* _RICHIESTA A_
Nel brano sulla musica contemporanea, in che modo viene considerato il linguaggio, invece che come frutto di un codice arbitrario?
* _RICHIESTA B_
Stampa tutta la parte del brano sulla musica contemporanea che va da "Per questo trovo" fino a "sta avvenendo oggi.".

E’ naturale, credo, che un compositore chiamato a riflettere sulla situazione della musica contemporanea cerchi di mediare tra la propria esperienza personale, che ha il valore di tutto ciò che realmente si conosce, e il pensiero generale – quell’insieme di idee, studi, canali organizzativi, intenti politici e culturali – con il quale ha dovuto o potuto confrontarsi.
Per questo trovo inevitabile riepilogare qual è stato il mio rapporto con la filosofia della musica che imperava negli anni del mio apprendistato e della prima fase della mia carriera, prima di azzardare un’analisi di quanto sta avvenendo oggi.
Soprattutto su un punto la mia posizione non coincideva con quella dell’ambiente all’interno del quale mi stavo formando, anche se era rappresentato da maestri e persone che talora ho molto stimato. Non ho mai creduto che il linguaggio potesse essere considerato come frutto di un codice arbitrario, da reinventare, ogni volta, su una “tabula rasa”, per quanto intellettualmente sofisticata. Penso invece che sia un dato collettivo, che si è sedimentato nel tempo, da rispettare, coltivare, impreziosire, anche “forzare”, certo, ma non in base a presupposti puramente concettuali. Nè, men che meno, penso abbia senso attenersi a una retorica dell’avanguardia. Vale a dire a una serie di regole che nel tempo si sono incancrenite arrogandosi la presunzione di poter sostituire, nella loro povertà, prassi consolidate da un’intera tradizione.

* _DATI_
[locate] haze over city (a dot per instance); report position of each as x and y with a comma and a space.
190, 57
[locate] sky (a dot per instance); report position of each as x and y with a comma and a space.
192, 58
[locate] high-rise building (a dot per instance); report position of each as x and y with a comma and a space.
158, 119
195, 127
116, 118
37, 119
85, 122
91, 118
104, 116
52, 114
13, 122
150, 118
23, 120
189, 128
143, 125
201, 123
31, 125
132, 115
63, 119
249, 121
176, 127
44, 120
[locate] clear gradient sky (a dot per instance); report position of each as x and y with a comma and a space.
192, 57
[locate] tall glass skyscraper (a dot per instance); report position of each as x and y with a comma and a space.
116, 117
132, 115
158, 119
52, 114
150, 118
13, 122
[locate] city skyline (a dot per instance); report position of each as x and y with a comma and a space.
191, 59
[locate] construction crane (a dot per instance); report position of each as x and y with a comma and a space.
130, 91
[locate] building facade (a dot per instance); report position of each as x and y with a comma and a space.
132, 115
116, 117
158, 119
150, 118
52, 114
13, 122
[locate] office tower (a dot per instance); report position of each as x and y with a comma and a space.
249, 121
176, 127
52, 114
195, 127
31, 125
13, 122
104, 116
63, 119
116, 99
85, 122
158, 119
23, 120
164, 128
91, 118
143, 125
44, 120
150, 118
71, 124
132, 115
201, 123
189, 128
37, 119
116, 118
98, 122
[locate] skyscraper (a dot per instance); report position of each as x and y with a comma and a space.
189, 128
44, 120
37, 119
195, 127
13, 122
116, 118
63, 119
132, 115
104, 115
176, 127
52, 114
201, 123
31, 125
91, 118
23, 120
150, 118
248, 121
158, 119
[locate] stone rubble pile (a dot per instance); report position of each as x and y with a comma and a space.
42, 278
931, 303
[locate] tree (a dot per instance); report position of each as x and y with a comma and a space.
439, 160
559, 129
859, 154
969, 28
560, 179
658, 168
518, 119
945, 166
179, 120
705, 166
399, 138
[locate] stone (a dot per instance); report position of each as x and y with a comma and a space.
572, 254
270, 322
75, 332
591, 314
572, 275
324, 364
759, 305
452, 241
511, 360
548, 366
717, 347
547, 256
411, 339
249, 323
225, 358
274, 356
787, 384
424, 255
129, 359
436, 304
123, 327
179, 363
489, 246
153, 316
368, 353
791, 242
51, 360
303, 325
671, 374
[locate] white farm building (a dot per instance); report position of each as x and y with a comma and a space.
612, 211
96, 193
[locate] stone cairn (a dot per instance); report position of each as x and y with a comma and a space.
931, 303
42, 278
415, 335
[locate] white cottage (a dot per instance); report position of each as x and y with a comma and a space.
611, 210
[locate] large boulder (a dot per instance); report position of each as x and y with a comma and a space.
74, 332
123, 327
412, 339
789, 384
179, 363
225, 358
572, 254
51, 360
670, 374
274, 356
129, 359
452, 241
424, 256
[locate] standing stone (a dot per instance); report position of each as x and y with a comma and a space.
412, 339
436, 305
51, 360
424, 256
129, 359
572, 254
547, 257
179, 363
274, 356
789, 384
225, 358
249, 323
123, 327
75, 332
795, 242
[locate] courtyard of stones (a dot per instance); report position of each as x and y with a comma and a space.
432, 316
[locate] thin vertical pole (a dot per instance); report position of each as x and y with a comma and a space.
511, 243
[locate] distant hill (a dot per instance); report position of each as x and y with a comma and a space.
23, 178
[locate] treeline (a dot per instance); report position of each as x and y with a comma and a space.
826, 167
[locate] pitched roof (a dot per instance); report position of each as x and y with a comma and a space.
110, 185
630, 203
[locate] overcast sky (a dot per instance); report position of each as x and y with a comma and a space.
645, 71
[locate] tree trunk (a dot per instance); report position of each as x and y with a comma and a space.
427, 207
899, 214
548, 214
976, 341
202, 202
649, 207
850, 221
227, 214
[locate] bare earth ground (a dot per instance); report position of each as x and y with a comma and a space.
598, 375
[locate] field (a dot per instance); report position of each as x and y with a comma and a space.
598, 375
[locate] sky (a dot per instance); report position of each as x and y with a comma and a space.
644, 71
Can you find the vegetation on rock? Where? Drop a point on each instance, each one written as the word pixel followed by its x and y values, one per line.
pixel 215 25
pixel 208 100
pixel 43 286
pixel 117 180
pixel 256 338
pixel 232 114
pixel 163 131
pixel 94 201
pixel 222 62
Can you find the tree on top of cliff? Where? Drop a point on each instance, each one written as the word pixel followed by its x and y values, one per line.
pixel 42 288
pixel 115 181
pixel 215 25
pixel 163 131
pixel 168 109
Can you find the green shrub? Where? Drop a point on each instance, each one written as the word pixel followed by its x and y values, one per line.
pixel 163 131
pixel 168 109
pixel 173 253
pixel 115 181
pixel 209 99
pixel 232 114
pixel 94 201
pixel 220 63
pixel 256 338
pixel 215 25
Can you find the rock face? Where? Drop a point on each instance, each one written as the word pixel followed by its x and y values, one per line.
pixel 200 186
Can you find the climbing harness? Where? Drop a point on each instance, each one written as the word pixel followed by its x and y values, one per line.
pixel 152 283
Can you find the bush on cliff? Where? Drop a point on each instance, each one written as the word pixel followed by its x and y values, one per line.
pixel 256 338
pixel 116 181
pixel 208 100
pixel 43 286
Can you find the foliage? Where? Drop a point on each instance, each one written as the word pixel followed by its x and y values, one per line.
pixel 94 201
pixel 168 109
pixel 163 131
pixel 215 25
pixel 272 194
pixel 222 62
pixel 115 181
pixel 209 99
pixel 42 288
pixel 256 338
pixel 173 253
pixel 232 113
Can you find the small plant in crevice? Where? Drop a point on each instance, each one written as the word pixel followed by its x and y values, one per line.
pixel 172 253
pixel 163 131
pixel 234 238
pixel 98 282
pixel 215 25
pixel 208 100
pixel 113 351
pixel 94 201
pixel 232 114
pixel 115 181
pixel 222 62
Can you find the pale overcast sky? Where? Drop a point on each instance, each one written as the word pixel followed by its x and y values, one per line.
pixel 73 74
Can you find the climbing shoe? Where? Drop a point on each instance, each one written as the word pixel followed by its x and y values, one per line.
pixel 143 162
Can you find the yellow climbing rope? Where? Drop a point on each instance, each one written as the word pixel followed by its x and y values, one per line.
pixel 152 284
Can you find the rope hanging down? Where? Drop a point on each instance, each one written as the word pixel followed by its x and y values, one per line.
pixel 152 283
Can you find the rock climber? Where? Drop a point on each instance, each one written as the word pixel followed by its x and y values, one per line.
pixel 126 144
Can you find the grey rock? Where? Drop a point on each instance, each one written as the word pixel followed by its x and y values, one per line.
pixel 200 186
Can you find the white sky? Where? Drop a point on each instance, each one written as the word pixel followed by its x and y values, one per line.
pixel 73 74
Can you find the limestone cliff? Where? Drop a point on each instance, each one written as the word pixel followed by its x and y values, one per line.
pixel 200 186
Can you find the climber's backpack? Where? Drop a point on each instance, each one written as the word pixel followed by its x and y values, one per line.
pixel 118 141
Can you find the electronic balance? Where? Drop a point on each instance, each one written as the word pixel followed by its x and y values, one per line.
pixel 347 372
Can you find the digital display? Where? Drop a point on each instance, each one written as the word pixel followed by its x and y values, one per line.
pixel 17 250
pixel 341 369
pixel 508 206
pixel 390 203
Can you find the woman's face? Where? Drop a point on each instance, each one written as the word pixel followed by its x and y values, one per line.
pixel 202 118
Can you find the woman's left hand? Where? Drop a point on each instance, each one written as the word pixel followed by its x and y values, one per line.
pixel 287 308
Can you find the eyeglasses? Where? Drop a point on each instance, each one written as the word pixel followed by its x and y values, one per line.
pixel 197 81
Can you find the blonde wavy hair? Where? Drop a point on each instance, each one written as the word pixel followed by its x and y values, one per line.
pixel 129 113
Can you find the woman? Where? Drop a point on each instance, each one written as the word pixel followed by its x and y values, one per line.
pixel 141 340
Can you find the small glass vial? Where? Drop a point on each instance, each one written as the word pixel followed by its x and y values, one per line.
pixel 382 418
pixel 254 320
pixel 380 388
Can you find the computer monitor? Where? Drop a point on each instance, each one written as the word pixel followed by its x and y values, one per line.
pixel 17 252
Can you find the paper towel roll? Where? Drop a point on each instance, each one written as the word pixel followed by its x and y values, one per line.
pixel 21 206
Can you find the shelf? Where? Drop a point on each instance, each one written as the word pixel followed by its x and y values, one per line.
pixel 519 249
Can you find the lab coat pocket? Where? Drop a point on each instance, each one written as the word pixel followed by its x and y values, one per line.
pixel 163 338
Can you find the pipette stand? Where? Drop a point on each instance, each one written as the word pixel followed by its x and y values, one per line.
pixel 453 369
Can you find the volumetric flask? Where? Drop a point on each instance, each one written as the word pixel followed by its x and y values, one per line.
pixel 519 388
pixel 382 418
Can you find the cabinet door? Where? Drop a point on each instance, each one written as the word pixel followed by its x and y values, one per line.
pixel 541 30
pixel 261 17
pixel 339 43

* _SOLUZIONE A_
Come un dato collettivo sedimentato nel tempo, da rispettare, coltivare, impreziosire e anche "forzare", ma non in base a presupposti puramente concettuali.

* _SOLUZIONE B_
Per questo trovo inevitabile riepilogare qual è stato il mio rapporto con la filosofia della musica che imperava negli anni del mio apprendistato e della prima fase della mia carriera, prima di azzardare un’analisi di quanto sta avvenendo oggi.